● **Excerpted text**:
════════════════════
[hibernate-dev] [Search] making updates to the indexes concurrently

Fri Nov 21 08:46:14 EST 2008

inline answers;

2008/11/21 Hardy Ferentschik <hibernate at ferentschik.de>:
> On Thu, 20 Nov 2008 21:14:16 +0100, Sanne Grinovero
> <sanne.grinovero at gmail.com> wrote:
>
>> because of HSEARCH-268( optimize indexes in parallel ) but also for
>> other purposes, I am in need to define a new ThreadPool in Hibernate
>> Search's Lucene backend.
>> The final effect will actually be that all changes to indexes are
>> going to be performed in parallel (on different indexes).
>
> So really, we should rename the Jira task to "apply index modifications
> in parallel", unless we are first tackling the optimize problem only.
yes I should rename it, it would be more difficult to isolate optimization
only than actually doing all work parallel.

>
>> about the size
>> =========
>> I've considered some options:
>> 1) "steal" the configuration setting from BatchedQueueingProcessor,
>> transforming that implementation in singlethreaded,
>> and reusing the parameter internally to the Lucene backend only (JMS
>> doesn't need it AFAIK).
>> I'm afraid this could break custom made backends configuration parsing.
>>
>> 2)add a new parameter to the environment
>
> Will this change change the way the work execution is configured? For
> example,
> if you set hibernate.search.worker.execution=async, does this mean that
> first of
> all the work queue itself gets processed by
> hibernate.search.worker.thread_pool.size number of threads
> and then there will be another thread (from another pool? same pool?) per
> directory provider applying the
> actual changes?
════════════════════
● **Problem details**:
Continue the mailing-list thread on applying Hibernate Search index changes in parallel, starting right after its final line.

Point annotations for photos
════════════════════
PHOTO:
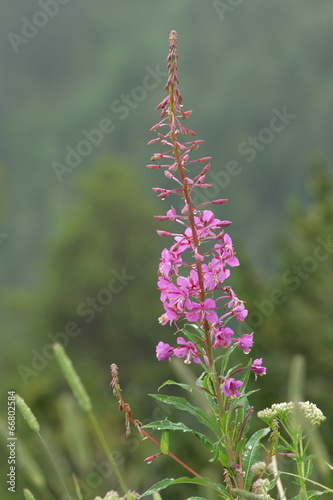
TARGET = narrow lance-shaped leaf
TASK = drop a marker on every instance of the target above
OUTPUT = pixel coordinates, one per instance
(203, 481)
(164, 443)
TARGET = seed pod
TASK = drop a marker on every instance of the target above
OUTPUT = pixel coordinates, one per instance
(27, 413)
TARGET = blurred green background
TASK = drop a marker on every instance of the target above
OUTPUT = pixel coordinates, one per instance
(79, 84)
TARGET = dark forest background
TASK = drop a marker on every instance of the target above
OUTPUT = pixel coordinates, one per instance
(76, 215)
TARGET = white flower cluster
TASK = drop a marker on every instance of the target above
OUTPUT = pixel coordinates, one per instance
(277, 410)
(113, 495)
(283, 410)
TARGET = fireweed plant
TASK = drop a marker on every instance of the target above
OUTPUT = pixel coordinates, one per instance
(192, 280)
(196, 300)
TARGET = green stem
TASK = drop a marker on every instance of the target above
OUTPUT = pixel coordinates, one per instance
(108, 452)
(55, 465)
(206, 328)
(298, 445)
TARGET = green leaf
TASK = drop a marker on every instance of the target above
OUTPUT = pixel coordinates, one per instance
(164, 443)
(179, 426)
(183, 404)
(202, 481)
(251, 454)
(172, 382)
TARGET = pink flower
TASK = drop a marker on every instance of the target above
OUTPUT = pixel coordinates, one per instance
(230, 387)
(222, 337)
(163, 351)
(240, 312)
(187, 349)
(202, 310)
(206, 223)
(245, 342)
(257, 368)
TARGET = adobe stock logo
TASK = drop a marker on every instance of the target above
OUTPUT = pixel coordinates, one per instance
(30, 27)
(121, 107)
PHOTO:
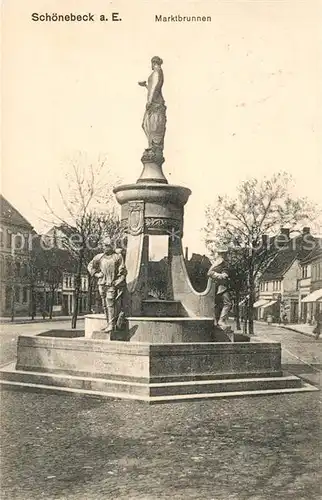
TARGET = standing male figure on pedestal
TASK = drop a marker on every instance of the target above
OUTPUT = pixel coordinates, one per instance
(219, 273)
(109, 268)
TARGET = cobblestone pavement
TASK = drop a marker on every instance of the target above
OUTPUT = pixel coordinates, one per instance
(256, 448)
(301, 355)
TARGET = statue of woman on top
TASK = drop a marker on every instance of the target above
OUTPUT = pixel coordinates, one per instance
(154, 120)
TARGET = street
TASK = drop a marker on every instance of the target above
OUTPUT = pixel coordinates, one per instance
(77, 448)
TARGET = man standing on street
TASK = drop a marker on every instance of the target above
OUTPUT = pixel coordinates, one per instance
(109, 268)
(219, 273)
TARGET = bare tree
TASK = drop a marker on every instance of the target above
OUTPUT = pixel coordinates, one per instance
(249, 221)
(89, 214)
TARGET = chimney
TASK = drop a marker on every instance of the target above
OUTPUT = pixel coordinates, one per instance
(285, 231)
(265, 240)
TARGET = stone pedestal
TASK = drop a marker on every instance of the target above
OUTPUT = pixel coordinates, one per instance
(154, 373)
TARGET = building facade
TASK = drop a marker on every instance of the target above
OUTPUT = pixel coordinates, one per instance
(310, 286)
(279, 286)
(16, 237)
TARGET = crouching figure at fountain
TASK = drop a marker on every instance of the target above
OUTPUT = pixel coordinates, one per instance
(109, 268)
(219, 274)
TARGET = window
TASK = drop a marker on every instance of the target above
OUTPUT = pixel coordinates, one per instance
(25, 269)
(17, 293)
(25, 294)
(18, 269)
(8, 267)
(304, 271)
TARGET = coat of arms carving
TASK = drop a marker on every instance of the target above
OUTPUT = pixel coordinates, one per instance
(136, 217)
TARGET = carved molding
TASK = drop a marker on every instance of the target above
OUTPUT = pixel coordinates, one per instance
(172, 227)
(135, 224)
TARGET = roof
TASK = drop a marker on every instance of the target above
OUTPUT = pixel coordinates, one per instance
(10, 215)
(283, 260)
(314, 254)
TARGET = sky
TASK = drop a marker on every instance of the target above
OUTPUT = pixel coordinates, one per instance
(243, 96)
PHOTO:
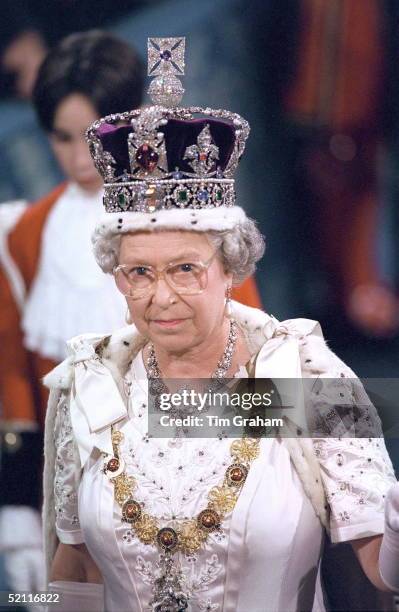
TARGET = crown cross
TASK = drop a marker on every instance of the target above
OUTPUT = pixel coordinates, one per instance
(166, 63)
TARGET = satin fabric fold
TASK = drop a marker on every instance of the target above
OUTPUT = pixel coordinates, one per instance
(96, 402)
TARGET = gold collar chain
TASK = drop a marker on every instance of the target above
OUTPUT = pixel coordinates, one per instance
(187, 535)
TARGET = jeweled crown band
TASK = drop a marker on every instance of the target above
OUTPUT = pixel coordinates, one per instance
(166, 157)
(144, 196)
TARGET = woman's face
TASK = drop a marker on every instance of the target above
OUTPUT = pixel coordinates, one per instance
(176, 322)
(73, 116)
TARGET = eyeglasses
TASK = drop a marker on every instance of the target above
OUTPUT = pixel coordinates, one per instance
(186, 278)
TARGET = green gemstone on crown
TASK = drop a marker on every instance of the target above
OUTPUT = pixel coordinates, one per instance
(182, 195)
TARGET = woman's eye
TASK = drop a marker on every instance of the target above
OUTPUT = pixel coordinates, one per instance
(186, 267)
(139, 271)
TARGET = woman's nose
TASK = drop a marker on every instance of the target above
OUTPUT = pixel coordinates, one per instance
(162, 293)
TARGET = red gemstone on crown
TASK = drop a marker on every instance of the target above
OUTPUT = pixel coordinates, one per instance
(147, 158)
(113, 464)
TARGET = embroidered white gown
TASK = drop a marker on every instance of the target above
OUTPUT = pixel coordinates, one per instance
(266, 559)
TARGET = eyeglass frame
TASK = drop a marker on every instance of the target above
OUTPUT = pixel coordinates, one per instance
(161, 274)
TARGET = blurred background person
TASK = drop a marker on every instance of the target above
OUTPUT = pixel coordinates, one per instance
(31, 27)
(84, 76)
(340, 106)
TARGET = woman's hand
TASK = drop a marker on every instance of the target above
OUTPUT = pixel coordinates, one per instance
(73, 563)
(379, 555)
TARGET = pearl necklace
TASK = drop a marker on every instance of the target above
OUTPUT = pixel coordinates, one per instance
(222, 367)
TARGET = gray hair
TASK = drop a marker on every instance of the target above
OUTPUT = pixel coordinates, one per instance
(240, 248)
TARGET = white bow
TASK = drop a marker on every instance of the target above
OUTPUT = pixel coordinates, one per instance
(96, 402)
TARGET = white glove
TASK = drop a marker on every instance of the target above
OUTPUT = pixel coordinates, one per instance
(21, 547)
(77, 597)
(389, 551)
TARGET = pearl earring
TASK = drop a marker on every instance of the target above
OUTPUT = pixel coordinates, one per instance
(227, 308)
(128, 318)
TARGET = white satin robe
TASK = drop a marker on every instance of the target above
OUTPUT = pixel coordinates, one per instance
(268, 557)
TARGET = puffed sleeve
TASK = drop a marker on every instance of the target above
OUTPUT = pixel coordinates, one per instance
(67, 478)
(355, 467)
(356, 475)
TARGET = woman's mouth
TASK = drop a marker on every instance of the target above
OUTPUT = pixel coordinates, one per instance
(168, 322)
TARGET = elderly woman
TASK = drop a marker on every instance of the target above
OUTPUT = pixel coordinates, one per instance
(173, 524)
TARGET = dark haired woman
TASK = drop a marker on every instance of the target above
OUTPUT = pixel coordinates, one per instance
(69, 94)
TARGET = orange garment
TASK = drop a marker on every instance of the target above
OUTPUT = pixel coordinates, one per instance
(22, 395)
(337, 92)
(340, 64)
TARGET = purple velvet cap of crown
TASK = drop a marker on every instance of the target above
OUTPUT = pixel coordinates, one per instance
(179, 134)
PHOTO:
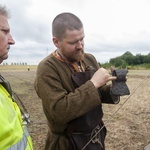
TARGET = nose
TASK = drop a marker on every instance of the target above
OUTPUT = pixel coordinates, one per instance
(79, 45)
(10, 40)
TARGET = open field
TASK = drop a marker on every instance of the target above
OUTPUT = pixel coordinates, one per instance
(128, 123)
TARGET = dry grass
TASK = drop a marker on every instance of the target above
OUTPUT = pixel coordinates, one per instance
(128, 129)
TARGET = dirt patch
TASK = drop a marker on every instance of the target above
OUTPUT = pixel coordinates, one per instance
(128, 128)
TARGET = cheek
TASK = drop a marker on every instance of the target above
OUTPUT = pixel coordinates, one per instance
(3, 46)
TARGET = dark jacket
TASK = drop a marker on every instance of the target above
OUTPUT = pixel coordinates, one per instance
(62, 101)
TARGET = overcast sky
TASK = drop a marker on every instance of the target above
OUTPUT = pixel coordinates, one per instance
(112, 27)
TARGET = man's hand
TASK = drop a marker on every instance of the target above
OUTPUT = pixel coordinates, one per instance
(101, 77)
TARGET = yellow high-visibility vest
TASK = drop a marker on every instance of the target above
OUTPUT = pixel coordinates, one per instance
(13, 134)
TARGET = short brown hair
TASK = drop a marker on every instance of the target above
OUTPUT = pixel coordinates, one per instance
(63, 22)
(4, 11)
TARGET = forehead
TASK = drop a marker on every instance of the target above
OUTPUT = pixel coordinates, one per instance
(77, 34)
(3, 22)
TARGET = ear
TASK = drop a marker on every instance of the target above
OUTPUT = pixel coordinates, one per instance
(56, 42)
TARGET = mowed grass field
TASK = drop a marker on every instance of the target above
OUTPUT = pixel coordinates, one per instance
(127, 123)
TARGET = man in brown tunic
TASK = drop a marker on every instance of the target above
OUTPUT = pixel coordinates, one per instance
(72, 87)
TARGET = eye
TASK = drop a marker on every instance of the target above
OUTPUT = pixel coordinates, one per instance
(5, 31)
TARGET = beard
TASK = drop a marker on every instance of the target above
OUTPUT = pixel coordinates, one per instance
(75, 56)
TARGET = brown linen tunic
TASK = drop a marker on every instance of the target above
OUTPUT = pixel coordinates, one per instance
(62, 102)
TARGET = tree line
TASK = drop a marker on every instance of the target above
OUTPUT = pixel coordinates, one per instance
(128, 60)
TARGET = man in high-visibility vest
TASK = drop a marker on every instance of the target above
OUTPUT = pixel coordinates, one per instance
(13, 133)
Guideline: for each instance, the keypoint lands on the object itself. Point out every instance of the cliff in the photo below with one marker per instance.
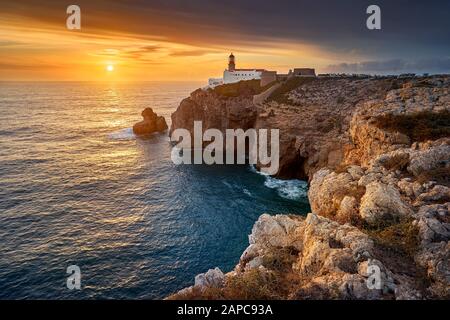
(376, 153)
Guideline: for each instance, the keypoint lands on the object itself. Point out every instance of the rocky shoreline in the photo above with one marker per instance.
(376, 153)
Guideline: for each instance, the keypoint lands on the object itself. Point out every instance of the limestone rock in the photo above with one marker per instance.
(151, 123)
(382, 202)
(213, 278)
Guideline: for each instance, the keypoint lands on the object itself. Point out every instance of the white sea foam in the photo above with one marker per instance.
(289, 189)
(124, 134)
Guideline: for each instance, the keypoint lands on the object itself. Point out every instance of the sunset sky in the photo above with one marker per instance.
(190, 40)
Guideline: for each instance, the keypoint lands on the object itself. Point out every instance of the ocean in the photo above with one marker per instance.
(78, 188)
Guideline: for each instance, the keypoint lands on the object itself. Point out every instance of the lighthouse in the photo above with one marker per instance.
(231, 65)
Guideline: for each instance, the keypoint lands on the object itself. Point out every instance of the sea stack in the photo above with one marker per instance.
(151, 123)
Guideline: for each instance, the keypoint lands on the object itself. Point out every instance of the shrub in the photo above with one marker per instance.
(280, 94)
(402, 237)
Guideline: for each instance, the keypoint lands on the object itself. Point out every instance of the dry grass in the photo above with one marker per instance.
(397, 162)
(421, 126)
(241, 88)
(440, 175)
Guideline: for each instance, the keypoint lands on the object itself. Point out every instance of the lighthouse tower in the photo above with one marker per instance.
(231, 65)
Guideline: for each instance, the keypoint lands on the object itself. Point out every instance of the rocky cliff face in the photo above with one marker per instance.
(377, 155)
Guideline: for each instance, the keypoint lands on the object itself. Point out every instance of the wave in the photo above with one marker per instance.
(124, 134)
(289, 189)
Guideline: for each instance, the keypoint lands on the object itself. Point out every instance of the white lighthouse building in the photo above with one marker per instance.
(232, 75)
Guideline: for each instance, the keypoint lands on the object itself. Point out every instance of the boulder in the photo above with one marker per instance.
(151, 123)
(381, 202)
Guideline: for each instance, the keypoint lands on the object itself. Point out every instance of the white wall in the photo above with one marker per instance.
(236, 76)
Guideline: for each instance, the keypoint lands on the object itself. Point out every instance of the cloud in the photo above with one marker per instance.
(436, 65)
(189, 53)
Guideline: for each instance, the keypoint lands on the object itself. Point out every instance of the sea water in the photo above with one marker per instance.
(78, 188)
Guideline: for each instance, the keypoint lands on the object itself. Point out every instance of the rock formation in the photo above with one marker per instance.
(151, 123)
(377, 155)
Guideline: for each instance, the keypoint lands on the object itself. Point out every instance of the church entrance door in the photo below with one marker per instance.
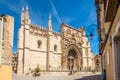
(72, 60)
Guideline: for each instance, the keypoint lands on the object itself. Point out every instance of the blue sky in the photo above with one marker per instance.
(75, 13)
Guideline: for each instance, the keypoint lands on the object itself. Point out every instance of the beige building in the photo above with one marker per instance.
(6, 39)
(108, 13)
(6, 45)
(52, 51)
(14, 62)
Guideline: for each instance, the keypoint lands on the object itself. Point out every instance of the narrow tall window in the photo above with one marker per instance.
(108, 57)
(39, 43)
(55, 48)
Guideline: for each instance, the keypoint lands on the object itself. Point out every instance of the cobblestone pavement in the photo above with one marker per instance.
(71, 77)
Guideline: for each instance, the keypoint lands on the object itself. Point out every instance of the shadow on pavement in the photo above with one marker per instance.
(93, 77)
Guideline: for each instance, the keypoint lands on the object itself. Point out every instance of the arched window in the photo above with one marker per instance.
(55, 47)
(39, 43)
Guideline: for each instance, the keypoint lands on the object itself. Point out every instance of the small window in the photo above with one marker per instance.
(55, 48)
(39, 43)
(108, 57)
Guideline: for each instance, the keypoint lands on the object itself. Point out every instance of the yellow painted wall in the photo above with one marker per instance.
(5, 73)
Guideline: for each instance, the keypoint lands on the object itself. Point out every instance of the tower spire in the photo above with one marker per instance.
(49, 23)
(27, 20)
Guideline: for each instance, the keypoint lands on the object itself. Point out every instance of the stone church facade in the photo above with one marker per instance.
(52, 51)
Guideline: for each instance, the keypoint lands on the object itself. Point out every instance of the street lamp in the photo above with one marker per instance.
(90, 30)
(91, 36)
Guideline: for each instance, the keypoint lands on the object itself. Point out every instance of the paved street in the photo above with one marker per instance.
(63, 77)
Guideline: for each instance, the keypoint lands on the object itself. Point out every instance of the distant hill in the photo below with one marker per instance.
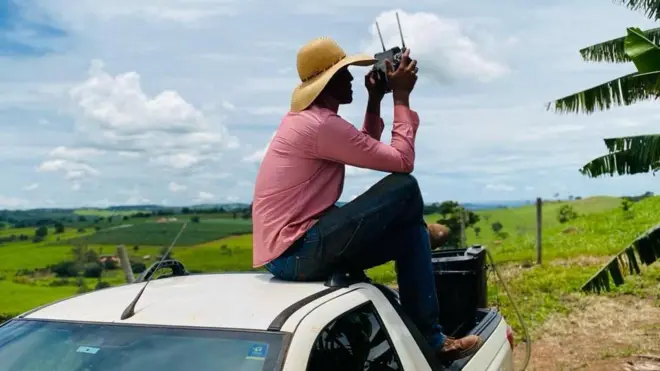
(496, 204)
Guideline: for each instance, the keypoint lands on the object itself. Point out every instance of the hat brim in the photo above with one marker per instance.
(306, 92)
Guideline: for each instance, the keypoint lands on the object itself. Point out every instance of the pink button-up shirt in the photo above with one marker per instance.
(302, 173)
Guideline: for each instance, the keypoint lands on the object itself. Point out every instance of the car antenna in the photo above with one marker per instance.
(130, 309)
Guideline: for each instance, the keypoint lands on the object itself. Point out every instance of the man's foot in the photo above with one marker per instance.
(453, 349)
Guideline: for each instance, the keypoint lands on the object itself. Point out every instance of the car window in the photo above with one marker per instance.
(27, 345)
(356, 340)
════════════════════
● **Written reply**:
> If so we need two settings I believe since the default size of these two
> different thread pools
> will be different, right?
yes you got the point, this is why I'm writing here.
Actually the second pool size, as mentioned in other email, should be fixed
and so we don't need to add a new parameter. This is good for the book ;-)

>
>> about transactions
>> ============
>> As you know Search is not using a two phase commit between DB and
>> Index, but Emmanuel has a very cool vision about that: we could add
>> that later.
>> The problem is: what to do if a Lucene index update fails (e.g. index
>> A is corrupted),
>> should we cancel the tasks going to make changes to the other indexes, B
>> and C?
>> That would be possible, but I don't think that you like that: after
>> all the database changes are committed already, so I should actually
>> make a "best effort" to update all indexes which are still working
>> correctly.
>
> I think a best effort approach is the best for now. I assume we still throw
> an Exception
> if the index operation fails, right? In this case the user will have to
> reindex one way or
> the other anyway.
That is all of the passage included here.